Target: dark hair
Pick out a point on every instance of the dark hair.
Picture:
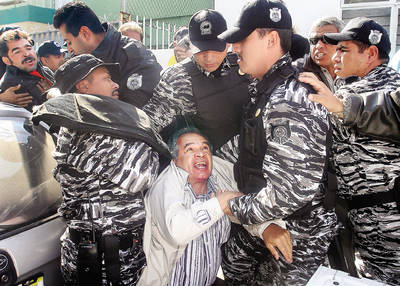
(285, 37)
(363, 46)
(75, 15)
(173, 139)
(9, 36)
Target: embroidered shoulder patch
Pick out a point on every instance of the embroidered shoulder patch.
(134, 82)
(280, 133)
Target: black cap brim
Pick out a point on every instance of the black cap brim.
(235, 34)
(334, 38)
(207, 45)
(113, 68)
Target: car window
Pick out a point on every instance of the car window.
(27, 188)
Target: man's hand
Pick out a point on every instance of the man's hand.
(43, 86)
(21, 99)
(324, 96)
(223, 199)
(276, 237)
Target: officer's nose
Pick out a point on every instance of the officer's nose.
(236, 47)
(199, 154)
(336, 57)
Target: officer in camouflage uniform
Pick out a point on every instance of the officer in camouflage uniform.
(107, 156)
(206, 87)
(282, 163)
(366, 143)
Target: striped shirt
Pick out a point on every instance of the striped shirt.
(202, 257)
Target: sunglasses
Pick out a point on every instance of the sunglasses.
(315, 40)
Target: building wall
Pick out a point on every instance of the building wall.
(303, 12)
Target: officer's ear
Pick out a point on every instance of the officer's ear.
(373, 53)
(85, 32)
(273, 38)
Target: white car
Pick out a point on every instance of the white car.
(30, 227)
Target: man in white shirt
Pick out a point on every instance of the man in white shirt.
(185, 224)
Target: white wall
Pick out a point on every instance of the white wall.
(303, 12)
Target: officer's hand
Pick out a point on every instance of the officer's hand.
(43, 86)
(21, 99)
(276, 237)
(223, 199)
(324, 95)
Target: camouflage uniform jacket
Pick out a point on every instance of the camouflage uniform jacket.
(371, 105)
(296, 156)
(294, 168)
(181, 92)
(139, 69)
(366, 165)
(107, 175)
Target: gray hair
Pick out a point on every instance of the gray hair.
(173, 140)
(334, 21)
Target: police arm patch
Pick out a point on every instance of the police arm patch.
(280, 133)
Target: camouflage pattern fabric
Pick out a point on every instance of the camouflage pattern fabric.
(174, 94)
(365, 165)
(294, 167)
(108, 175)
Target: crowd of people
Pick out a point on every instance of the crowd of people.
(256, 151)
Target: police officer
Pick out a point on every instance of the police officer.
(84, 34)
(366, 143)
(206, 87)
(51, 54)
(107, 155)
(282, 155)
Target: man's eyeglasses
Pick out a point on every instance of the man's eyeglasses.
(315, 40)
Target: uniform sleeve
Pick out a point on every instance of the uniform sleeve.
(374, 113)
(139, 75)
(258, 229)
(294, 163)
(132, 166)
(172, 96)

————

● What needs to be done
Rewrite every row above with "Pick out" changed to "Mark" wherever it appears, keeping everything else the same. Do not include the pictures.

● Answer to this exercise
Target: dark hair
Mark a point on every instance of the dark hair.
Picture:
(285, 37)
(363, 46)
(75, 15)
(173, 139)
(9, 36)
Target: embroidered shoulder patch
Mark a point on every instance of the embroidered shoulder patch.
(134, 82)
(280, 133)
Target: black cap brim
Mark a point on every instance of the black cap brim.
(235, 34)
(334, 38)
(207, 45)
(113, 68)
Target: car window
Mark a point on every instance of the car window.
(27, 188)
Target: man's hand
Mark a point on every instance of the man's hand.
(43, 86)
(21, 99)
(324, 96)
(223, 199)
(276, 237)
Target: officer's nose
Mark a point on every instance of the officer's nose.
(236, 47)
(199, 154)
(336, 57)
Target: officer in camouflage uniform
Mark a point on every instance of the officer in camouflage uniform.
(107, 156)
(206, 87)
(282, 163)
(366, 143)
Target: striped shirt
Mark a point on every instance of the striped shirt.
(202, 257)
Target: sunglasses
Mark a point on every instance of the sunglasses.
(315, 40)
Target: building wall
Mark a point on every instance of the building wall.
(303, 12)
Target: officer's ear
Mark a point on every instance of the officer's ear.
(373, 53)
(85, 32)
(273, 38)
Target: white car
Mark a point on every instance of the white car.
(30, 227)
Target: man in white shirt
Mark a point on every instance of the man in white shirt.
(185, 224)
Target: white wall
Mark a point on every instance of the white wall.
(303, 12)
Target: officer's hand
Mark a point on every instance of the officer's hand.
(43, 86)
(21, 99)
(276, 237)
(223, 199)
(324, 95)
Target: camouflage uniform jacket
Mark a point on every instance of the camouflage uniform jacket.
(371, 105)
(296, 156)
(294, 168)
(181, 92)
(139, 69)
(366, 165)
(107, 175)
Target: gray hair
Mark a point on every instance of the gray hair.
(173, 140)
(334, 21)
Target: police arm patch
Mark a point on every instance of the police arm patch.
(280, 133)
Target: camouflage pattern fabric
Mark a point on every instance of the camouflage pattern fabric.
(174, 94)
(365, 165)
(294, 167)
(108, 175)
Target: crowd of people
Mark a point on every instance of the crowd of people.
(256, 151)
Target: police officer
Mark a point on every instance of the police officer.
(84, 34)
(366, 143)
(206, 87)
(51, 54)
(107, 155)
(282, 155)
Target: man's eyeglasses
Mark a point on every instance of the man's eyeglasses.
(315, 40)
Target: uniform sleeve
Mark a point on every instance of the uniform sleeve.
(374, 113)
(139, 75)
(258, 229)
(294, 163)
(132, 166)
(172, 96)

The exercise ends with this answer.